» REQUIRED TASK 1: Reproduce the passage of the forum post on DSM breaking after the Proxmox upgrade that starts at "I'm using JUN'S LOADER" and ends at "(this seems relevant).".

» EXTRACT:
════
DSM got broken after Proxmox 6.x to 7.x migration. Then I fixed it but it gets broken again and again

Hi all,


DSM gets "continually broken" (I mean, I fix it but then it gets broken again) after a Proxmox 6 to 7 upgrade. Jun's loader shows (serial terminal):

"lz failed 9
alloc failed
Cannot load /boot/zImage"


But please, let me first explain all details and read until the end because the situation is very strange...


I'm using JUN'S LOADER v1.03b - DS3617xs in a Proxmox VM (on HP Gen8), with DSM 6.2.3-25426. I've been using this config for months without any problem on Proxmox **6.x** (this seems relevant).


The other day I decided to upgrade Proxmox to **7.x**. I upgraded Proxmox and rebooted. All my VMs booted up perfectly... except DSM one :(


I observed that I couldn't reach my network shares at DSM, and after a quick investigation, I discovered that DSM booted up in "installation mode", showing this message in web interface:

"We've detected that the hard drives of your current DS3617xs has been moved from a previous DS3617xs, and installing a newer DSM is required before continuing.".
════
» REQUIRED TASK 2: In the records below, how many lines contain the string "tree", matching case? Reply with the number only.
════
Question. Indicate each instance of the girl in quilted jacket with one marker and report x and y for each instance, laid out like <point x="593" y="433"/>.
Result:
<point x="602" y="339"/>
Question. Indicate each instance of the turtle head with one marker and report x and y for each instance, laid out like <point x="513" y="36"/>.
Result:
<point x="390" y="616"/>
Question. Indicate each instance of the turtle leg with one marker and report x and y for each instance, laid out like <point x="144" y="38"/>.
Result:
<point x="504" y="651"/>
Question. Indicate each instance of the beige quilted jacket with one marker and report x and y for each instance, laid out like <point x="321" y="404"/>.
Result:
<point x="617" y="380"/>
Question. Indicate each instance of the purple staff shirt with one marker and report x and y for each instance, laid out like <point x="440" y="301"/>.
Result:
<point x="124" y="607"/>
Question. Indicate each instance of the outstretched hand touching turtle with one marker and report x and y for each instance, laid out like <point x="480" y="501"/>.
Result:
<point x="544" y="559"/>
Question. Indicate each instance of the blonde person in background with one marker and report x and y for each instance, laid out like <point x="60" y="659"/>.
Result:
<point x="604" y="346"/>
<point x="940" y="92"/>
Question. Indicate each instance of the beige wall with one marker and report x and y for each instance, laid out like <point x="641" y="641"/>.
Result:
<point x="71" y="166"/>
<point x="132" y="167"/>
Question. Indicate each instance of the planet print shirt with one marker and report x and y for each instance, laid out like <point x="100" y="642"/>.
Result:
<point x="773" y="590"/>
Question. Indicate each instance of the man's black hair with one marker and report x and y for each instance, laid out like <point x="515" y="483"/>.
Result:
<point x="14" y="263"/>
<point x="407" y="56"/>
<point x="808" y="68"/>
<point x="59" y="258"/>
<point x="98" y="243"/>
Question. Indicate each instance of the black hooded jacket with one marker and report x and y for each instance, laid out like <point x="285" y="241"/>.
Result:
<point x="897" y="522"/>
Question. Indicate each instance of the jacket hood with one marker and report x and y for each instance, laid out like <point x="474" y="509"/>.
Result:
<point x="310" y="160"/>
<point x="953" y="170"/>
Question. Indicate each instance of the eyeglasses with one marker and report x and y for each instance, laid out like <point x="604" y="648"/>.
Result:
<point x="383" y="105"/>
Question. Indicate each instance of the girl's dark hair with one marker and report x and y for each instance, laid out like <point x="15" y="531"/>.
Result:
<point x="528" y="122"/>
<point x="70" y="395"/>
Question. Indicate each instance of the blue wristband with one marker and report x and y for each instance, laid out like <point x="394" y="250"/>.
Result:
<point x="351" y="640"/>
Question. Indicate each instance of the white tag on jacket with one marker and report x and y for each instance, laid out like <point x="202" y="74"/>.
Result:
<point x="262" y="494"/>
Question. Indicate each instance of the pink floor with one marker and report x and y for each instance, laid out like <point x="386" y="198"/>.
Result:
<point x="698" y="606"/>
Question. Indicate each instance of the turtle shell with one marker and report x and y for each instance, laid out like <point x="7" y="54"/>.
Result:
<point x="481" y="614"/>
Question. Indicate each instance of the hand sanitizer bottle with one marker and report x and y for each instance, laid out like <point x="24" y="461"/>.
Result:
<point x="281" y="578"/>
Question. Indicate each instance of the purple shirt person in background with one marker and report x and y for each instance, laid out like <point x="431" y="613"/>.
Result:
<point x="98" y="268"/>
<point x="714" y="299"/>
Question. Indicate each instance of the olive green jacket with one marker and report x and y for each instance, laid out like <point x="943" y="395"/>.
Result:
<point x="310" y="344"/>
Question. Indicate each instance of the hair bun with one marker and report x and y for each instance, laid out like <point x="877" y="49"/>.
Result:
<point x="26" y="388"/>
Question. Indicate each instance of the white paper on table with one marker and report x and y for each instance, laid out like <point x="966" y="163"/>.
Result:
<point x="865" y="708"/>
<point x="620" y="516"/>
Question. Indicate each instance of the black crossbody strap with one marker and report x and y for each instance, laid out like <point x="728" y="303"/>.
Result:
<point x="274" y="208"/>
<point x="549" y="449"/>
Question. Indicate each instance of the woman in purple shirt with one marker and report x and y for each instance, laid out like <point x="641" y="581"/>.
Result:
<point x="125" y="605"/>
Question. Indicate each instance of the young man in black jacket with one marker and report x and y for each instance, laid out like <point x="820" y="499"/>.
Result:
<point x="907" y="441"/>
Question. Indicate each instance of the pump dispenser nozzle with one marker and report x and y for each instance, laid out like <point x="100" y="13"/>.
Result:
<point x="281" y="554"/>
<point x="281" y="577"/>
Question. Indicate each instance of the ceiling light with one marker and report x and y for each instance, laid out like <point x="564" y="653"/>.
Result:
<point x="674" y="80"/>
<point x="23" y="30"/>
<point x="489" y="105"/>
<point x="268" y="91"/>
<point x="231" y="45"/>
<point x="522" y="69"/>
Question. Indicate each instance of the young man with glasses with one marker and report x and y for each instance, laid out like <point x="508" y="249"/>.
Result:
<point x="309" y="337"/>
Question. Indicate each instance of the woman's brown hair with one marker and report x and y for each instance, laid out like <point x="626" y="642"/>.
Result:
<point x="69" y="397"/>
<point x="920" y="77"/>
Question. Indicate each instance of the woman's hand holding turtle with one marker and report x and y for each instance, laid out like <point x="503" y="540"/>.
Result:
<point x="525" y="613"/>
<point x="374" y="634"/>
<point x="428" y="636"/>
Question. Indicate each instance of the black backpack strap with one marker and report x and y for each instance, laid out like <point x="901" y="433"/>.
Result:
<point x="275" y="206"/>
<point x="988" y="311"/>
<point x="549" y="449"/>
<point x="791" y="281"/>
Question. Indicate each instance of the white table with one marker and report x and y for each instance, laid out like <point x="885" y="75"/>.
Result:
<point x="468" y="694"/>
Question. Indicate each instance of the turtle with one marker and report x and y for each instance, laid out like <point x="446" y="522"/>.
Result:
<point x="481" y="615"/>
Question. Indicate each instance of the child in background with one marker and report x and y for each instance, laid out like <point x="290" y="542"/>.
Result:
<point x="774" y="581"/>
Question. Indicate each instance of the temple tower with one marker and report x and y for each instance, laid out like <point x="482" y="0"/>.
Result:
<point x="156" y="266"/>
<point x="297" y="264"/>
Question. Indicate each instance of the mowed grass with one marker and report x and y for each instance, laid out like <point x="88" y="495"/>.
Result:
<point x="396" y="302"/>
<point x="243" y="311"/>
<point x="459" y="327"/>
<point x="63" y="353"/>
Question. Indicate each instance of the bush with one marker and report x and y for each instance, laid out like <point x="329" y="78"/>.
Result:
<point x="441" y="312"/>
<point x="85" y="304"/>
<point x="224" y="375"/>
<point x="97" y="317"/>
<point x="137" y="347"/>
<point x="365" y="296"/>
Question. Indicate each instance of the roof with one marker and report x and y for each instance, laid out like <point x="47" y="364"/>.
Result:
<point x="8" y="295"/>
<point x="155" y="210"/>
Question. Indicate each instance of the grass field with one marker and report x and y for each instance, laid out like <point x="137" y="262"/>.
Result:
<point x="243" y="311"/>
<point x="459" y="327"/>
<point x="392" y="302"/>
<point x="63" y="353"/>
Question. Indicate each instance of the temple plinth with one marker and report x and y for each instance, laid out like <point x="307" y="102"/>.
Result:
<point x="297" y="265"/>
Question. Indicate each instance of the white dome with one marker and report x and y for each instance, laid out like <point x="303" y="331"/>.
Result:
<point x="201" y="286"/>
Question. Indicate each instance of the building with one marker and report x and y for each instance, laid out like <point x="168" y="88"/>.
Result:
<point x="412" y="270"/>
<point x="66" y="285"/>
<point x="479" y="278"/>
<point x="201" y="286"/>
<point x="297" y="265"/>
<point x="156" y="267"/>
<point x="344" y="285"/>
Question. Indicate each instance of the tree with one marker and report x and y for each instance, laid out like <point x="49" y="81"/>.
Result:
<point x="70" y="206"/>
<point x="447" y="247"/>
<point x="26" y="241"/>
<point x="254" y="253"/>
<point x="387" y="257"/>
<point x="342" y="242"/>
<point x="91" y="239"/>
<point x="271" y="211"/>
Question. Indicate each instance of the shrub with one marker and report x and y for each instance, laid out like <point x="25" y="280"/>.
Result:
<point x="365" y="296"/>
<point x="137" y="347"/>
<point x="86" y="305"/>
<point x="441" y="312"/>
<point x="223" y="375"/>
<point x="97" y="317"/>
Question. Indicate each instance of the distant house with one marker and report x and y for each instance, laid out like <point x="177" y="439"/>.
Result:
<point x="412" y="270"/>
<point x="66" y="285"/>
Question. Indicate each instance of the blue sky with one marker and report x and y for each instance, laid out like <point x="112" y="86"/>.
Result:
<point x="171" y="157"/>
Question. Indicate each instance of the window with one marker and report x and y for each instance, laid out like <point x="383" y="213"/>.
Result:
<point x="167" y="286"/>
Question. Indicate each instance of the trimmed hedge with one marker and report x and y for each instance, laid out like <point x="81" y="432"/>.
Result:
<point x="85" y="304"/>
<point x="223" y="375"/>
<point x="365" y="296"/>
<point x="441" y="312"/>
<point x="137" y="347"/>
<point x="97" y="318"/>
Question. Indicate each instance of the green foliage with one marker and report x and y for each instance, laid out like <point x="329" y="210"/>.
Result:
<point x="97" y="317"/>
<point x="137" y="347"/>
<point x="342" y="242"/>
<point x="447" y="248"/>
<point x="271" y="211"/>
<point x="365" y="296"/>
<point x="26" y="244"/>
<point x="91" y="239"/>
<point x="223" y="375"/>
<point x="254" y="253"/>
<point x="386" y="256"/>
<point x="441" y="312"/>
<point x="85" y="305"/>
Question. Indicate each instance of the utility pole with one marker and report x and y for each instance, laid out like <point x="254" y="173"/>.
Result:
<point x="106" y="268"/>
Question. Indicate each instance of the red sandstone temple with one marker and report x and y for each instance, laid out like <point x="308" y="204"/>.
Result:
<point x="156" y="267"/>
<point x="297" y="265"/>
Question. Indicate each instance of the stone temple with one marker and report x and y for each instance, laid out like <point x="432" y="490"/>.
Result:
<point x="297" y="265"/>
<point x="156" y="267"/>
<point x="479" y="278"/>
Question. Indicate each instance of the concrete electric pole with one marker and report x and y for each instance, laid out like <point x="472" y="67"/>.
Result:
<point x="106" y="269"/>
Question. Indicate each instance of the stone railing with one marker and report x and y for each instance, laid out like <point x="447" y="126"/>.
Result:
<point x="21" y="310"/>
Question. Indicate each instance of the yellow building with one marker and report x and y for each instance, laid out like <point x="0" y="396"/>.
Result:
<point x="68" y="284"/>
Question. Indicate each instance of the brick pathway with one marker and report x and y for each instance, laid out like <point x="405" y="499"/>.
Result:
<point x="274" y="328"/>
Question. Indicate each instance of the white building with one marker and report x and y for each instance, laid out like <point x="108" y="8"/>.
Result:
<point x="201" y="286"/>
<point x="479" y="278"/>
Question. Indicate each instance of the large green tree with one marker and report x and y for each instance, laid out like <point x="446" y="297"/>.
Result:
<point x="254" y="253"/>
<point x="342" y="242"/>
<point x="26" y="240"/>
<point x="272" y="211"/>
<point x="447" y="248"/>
════
» TASK RESPONSE 1:
I'm using JUN'S LOADER v1.03b - DS3617xs in a Proxmox VM (on HP Gen8), with DSM 6.2.3-25426. I've been using this config for months without any problem on Proxmox **6.x** (this seems relevant).

» TASK RESPONSE 2: 2